# STORED ROWS:
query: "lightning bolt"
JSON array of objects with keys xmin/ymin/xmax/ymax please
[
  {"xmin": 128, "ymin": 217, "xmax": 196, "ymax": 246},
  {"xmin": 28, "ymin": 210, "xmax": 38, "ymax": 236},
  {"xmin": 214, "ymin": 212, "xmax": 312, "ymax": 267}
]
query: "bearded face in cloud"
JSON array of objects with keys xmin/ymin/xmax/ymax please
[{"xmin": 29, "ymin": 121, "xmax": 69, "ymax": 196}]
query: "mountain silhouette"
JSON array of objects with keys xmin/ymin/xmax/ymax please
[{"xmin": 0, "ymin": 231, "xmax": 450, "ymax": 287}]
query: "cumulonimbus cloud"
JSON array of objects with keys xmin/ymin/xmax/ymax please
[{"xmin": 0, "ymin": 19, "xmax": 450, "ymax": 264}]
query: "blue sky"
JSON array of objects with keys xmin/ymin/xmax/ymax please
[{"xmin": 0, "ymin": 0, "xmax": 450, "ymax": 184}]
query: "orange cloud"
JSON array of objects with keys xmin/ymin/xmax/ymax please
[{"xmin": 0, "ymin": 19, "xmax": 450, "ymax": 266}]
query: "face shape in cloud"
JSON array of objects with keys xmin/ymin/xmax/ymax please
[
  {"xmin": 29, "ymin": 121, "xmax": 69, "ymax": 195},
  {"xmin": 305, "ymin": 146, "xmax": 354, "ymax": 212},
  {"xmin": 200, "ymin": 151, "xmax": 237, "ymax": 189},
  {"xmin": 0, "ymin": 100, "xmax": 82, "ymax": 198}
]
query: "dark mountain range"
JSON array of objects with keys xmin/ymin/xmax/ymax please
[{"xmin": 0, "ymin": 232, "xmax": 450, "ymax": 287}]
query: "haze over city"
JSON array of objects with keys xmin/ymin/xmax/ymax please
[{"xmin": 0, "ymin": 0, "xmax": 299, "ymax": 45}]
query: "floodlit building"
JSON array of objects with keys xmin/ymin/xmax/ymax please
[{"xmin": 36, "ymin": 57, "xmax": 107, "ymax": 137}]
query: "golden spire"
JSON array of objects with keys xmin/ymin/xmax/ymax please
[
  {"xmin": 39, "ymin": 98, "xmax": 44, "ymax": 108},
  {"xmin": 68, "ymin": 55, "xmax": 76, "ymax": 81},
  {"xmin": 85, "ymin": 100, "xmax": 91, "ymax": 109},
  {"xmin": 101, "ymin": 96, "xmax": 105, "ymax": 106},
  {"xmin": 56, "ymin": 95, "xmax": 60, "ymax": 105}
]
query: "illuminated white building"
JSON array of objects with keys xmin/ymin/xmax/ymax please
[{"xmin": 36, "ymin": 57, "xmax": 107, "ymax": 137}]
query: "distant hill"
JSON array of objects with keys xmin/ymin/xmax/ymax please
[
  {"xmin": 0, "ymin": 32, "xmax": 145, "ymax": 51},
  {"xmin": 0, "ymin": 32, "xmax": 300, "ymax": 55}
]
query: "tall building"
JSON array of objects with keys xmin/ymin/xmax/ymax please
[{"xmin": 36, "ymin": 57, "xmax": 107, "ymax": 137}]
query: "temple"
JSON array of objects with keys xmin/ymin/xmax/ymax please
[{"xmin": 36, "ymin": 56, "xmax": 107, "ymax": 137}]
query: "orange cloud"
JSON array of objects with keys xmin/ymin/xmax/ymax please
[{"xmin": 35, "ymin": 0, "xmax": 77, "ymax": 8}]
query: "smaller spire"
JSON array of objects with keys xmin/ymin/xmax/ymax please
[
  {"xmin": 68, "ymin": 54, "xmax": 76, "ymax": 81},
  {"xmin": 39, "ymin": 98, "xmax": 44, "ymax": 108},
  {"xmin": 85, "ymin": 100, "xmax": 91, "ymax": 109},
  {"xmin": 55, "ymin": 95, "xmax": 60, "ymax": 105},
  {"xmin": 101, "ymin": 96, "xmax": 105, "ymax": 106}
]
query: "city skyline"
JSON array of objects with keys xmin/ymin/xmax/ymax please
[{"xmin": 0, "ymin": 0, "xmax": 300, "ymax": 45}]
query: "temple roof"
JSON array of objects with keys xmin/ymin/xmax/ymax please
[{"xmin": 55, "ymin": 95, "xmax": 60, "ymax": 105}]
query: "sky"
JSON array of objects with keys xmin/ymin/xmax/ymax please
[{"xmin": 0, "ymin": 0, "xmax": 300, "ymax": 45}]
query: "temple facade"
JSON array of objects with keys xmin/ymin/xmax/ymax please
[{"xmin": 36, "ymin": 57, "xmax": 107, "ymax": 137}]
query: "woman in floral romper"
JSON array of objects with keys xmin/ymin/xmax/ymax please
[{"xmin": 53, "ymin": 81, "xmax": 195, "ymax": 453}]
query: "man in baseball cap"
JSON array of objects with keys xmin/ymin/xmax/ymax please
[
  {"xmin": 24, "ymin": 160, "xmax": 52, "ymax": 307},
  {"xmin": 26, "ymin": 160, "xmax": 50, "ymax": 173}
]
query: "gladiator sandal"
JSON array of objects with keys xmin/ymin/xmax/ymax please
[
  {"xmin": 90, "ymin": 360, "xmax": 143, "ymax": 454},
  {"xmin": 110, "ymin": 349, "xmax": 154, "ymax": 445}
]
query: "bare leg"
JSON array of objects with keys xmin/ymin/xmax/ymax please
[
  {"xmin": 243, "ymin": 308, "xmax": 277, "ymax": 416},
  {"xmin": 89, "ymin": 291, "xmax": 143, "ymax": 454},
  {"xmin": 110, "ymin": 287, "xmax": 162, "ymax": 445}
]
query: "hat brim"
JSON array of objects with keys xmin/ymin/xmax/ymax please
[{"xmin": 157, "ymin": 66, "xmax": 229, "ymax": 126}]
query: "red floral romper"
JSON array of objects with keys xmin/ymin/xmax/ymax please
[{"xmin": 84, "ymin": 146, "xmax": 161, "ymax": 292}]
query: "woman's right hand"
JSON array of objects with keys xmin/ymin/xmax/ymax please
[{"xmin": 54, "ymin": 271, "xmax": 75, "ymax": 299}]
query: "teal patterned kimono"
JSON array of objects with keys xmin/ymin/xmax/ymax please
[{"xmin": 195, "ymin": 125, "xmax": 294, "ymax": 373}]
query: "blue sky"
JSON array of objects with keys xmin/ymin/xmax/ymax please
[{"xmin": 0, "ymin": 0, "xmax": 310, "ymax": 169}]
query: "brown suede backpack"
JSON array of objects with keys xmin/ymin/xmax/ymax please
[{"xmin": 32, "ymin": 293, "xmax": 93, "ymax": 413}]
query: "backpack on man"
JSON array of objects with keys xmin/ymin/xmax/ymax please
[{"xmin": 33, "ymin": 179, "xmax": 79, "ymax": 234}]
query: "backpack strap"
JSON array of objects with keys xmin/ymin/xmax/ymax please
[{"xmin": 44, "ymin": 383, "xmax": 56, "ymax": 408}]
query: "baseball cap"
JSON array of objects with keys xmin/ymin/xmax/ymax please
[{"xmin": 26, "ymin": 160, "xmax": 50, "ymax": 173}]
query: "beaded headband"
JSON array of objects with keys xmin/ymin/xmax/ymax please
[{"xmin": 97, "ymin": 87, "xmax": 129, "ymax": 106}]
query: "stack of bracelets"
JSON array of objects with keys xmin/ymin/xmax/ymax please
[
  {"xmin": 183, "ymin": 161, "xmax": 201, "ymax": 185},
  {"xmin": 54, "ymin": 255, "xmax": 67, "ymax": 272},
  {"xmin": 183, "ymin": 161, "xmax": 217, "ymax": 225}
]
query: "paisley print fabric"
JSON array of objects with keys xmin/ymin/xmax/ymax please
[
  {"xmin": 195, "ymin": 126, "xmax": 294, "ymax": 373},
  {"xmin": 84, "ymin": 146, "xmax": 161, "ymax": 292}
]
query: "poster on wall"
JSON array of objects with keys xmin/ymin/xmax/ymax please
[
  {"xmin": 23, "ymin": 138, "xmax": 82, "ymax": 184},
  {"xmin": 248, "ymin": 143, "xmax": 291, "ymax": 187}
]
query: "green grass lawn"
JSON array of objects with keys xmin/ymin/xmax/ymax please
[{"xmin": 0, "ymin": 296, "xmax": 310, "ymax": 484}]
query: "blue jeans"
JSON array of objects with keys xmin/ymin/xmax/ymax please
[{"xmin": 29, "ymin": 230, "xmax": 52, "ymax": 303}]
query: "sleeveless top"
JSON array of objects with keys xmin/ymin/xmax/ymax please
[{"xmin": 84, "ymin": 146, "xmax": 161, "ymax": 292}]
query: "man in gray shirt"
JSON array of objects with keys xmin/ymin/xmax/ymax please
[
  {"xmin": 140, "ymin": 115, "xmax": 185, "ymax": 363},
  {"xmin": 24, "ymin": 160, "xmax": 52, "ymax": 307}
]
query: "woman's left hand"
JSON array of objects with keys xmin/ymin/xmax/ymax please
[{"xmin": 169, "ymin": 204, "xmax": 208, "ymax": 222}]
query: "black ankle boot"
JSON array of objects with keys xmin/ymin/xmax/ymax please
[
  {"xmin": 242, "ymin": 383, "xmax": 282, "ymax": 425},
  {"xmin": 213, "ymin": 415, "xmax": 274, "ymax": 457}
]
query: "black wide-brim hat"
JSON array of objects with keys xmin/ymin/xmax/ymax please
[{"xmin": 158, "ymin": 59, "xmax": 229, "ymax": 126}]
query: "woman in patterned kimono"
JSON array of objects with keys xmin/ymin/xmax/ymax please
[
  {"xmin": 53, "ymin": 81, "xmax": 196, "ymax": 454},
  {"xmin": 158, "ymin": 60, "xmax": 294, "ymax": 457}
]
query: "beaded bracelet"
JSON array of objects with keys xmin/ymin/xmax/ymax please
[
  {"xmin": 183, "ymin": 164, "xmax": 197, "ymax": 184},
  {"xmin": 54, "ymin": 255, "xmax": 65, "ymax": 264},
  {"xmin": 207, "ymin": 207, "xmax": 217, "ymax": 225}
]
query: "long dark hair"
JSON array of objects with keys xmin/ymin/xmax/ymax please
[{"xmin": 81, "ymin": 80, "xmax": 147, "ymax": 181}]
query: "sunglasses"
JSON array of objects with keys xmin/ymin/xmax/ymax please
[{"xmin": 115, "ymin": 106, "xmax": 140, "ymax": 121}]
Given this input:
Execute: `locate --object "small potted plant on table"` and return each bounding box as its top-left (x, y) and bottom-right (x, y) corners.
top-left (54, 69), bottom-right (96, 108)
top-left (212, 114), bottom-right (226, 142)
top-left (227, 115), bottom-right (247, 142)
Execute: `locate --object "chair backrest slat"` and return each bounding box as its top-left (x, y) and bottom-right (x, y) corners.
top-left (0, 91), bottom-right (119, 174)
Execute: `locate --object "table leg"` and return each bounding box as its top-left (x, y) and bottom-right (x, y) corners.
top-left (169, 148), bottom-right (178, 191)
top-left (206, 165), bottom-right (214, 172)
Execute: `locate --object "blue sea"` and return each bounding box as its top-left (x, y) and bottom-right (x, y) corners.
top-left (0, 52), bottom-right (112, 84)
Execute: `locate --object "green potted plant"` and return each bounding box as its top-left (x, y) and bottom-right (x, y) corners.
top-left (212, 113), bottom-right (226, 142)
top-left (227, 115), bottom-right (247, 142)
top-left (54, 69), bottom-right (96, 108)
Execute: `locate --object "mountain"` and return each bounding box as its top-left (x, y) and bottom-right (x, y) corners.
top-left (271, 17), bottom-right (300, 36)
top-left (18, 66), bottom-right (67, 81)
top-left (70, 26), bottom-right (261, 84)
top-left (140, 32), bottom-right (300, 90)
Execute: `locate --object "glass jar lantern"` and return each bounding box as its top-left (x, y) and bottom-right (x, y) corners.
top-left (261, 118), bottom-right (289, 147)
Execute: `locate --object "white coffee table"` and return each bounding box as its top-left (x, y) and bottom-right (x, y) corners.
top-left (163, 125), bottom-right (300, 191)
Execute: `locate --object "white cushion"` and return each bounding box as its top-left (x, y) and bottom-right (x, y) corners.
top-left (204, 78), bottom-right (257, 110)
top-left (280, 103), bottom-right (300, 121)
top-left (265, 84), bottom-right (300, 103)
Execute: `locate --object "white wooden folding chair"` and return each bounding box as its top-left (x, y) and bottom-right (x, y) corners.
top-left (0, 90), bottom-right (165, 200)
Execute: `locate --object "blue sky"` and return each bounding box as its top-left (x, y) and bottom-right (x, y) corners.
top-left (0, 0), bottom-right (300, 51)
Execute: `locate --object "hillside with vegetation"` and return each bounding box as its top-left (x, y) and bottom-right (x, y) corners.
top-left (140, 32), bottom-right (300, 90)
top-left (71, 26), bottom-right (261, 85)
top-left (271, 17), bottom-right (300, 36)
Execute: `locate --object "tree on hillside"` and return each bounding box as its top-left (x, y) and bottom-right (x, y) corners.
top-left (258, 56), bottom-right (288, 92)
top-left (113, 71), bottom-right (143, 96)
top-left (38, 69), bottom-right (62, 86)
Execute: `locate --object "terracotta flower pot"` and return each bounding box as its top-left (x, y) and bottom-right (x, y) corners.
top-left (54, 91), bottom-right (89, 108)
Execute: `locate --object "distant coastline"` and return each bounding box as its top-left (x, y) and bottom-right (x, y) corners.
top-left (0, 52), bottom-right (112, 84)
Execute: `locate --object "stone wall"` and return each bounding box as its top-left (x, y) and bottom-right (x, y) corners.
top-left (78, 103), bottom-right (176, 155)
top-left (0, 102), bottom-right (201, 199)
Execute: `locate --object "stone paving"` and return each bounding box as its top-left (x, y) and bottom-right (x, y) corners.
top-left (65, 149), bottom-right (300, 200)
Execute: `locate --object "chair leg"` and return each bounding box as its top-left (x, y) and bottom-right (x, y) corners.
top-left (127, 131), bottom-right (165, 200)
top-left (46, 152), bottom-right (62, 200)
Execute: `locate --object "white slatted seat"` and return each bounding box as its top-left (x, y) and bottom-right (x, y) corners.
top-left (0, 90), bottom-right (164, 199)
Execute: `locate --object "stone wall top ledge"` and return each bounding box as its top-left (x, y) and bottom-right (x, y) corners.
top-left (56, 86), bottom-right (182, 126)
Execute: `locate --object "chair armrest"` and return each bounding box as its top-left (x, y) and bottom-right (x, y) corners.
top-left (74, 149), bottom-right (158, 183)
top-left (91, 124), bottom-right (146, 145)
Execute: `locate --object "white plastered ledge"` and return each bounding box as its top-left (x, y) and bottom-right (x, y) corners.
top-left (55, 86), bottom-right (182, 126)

# YOUR TASK:
Please count the lines in the listing above that contain the word "green", treating uppercase and lowercase as different, and give only the number.

# OUTPUT OF THE EXERCISE:
2